What is required
Reproduce the passage of the article below on malls during the COVID-19 lockdown, starting at "Pursuant to declaration" and ending at "25th March, 2020.".

Supplied text

----

Pursuant to declaration of COVID-19 as a ‘Pandemic’ by the World Health Organisation (WHO), Government of India (GOI) has invoked the provisions of section 2 of the Epidemic Disease Act, 1897 in order to curb the spread of COVID-19. Further, as a precautionary measure, as required to arrest the spread, various State Governments have ordered three weeks of lock down starting from 25th March, 2020.
Due to this lock down nearly 700 to a 1000 malls across India have been asked to shut down until further notice, as there is no exact time frame to control the Pandemic; hence the lock down can be extended beyond three weeks. In this time of uncertainty, malls are bleeding; however, few to developers are coming forward to relief the retailers. Let’s see how mall industry is sailing through the tough time.
Malls are hit hard due to Covid 19
The impact of the shut-down of the Shopping Centres across various cities has been beyond comprehension,” says Abhishek Bansal, Executive Director, Pacific Malls. “Monetary losses would of course be huge. Sales are already down anywhere between 25 to 50 per cent for retailers. Fashion is seasonal so spring merchandise will suffer badly. Cinema, entertainment and restaurant businesses are already bleeding. Rumours, lack of clarity and awareness and fear of uncertainties add to the shoppers' confusion”, he adds.
“The cash flow is the biggest challenge for the malls as the only source of income of these centres”, says Bansal. “The rental income has come down to zero since the closure of malls. With expenses remaining constant their debt serving and interest payment obligations remain. Unlike all other businesses, they do not have any goods or merchandise to sell or reduce inventory holding or other such measures, which other industries can take. Their Collections have completely dried up during this period, while they continue to bear a high fixed cost towards Personnel, Utilities and ongoing routine expenses”, he adds.
Developers coming forward
In this situation of uncertainty many developers are coming forward to bail out the retailer in this tough time. For example, Lulu Group announces rental waiver 12 crores for Lulu Mall’s retailers.
Amid the economic crisis faced by businesses across due to Covid 19 global pandemic, Lulu Group Chairman and Managing Director M. A. Yusuf Ali leads the way by offering retail relief for all its retail parters in Kerela. One month’s rent from 254 stores in Lulu Mall, Kochi, amounting to 11 crores will get waived off owing to decision taken by M. A Yusuf Ali. The retailers of Y Mall, Triprayar, located in his hometown- Nattika will also benefit from the announcement. The monthly rental revenue both the malls combined, will get rent relief of 12 crores.
Due to rapid spread of Coronavirus, and the subsequent slump in consumption, businesses across the state are suffering.
Shibu Philips, Business Head, Lulu Mall shared above mentioned information on his linkedin profile. While sharing the information he also said, We are going through one of the toughest periods globally. Covid 19 has changed our lives in ways we never imagined. The effect on all our businesses profound too
Resonating the thoughts on covid 19 Shibu has informed in an earlier press note“It is relevant to note that even after the SC/ Mall open up in the due course of time – there will be many challenges in the Near term which will include: Low footfalls and hence low Sales at the Malls; Revenue and collections will take time to streamline; GST and other statutory payments will get impacted as well”.

----

[Collected data entries]

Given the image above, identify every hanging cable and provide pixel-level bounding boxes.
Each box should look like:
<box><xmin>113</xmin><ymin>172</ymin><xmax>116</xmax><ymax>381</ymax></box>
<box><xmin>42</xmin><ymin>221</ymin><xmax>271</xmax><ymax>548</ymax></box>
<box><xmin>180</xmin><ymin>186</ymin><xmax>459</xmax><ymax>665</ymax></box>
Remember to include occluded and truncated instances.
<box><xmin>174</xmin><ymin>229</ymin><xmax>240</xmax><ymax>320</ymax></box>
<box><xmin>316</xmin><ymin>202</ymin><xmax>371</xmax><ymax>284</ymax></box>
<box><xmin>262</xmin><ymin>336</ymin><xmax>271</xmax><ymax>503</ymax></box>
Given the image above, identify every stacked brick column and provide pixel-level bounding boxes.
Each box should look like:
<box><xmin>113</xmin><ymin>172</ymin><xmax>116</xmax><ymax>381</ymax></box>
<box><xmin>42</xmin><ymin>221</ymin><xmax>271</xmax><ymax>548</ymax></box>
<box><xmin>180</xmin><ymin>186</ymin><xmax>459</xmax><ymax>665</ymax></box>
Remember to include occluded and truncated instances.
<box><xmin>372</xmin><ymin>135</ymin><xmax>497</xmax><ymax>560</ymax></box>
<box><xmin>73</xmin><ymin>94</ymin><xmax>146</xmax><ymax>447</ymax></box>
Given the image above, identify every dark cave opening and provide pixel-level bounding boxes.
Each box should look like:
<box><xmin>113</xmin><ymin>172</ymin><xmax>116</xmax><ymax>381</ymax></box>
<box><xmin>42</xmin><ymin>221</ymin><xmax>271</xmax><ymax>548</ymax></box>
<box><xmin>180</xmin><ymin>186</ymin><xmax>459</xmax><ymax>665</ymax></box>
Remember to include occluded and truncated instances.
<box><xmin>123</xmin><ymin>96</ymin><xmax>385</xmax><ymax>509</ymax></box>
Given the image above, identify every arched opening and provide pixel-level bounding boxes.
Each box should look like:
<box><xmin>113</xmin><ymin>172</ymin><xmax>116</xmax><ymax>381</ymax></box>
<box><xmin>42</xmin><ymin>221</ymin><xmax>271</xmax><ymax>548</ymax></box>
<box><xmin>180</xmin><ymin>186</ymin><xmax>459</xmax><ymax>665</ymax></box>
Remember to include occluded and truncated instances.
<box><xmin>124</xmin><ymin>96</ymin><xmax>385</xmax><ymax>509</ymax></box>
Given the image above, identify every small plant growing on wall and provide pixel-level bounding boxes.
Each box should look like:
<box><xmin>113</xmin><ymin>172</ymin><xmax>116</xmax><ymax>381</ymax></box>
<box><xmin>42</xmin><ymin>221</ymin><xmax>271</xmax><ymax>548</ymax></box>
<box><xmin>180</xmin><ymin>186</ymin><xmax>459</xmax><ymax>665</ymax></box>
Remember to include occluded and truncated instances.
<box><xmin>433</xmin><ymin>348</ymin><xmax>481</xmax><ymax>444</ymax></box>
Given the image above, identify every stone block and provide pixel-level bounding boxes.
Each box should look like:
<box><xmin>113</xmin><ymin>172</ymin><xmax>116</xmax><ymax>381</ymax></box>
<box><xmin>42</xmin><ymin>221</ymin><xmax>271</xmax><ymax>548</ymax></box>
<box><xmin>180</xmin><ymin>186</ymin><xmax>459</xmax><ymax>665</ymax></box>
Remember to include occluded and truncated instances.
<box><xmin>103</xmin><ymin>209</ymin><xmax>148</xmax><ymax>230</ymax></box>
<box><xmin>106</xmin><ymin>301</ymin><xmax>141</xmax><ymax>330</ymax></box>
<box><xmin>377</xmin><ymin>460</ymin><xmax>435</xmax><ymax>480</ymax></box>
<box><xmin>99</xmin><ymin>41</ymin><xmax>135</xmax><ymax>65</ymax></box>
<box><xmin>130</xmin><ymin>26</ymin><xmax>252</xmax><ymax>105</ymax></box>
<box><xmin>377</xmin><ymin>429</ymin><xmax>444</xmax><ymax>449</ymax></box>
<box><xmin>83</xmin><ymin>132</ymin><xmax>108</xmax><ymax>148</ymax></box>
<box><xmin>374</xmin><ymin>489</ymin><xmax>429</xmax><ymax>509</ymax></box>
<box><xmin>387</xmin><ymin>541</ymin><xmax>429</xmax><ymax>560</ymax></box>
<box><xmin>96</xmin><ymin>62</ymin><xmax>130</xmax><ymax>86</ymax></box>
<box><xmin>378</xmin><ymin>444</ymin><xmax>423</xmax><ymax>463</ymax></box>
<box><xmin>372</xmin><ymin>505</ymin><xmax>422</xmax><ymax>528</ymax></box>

----

Output
Pursuant to declaration of COVID-19 as a ‘Pandemic’ by the World Health Organisation (WHO), Government of India (GOI) has invoked the provisions of section 2 of the Epidemic Disease Act, 1897 in order to curb the spread of COVID-19. Further, as a precautionary measure, as required to arrest the spread, various State Governments have ordered three weeks of lock down starting from 25th March, 2020.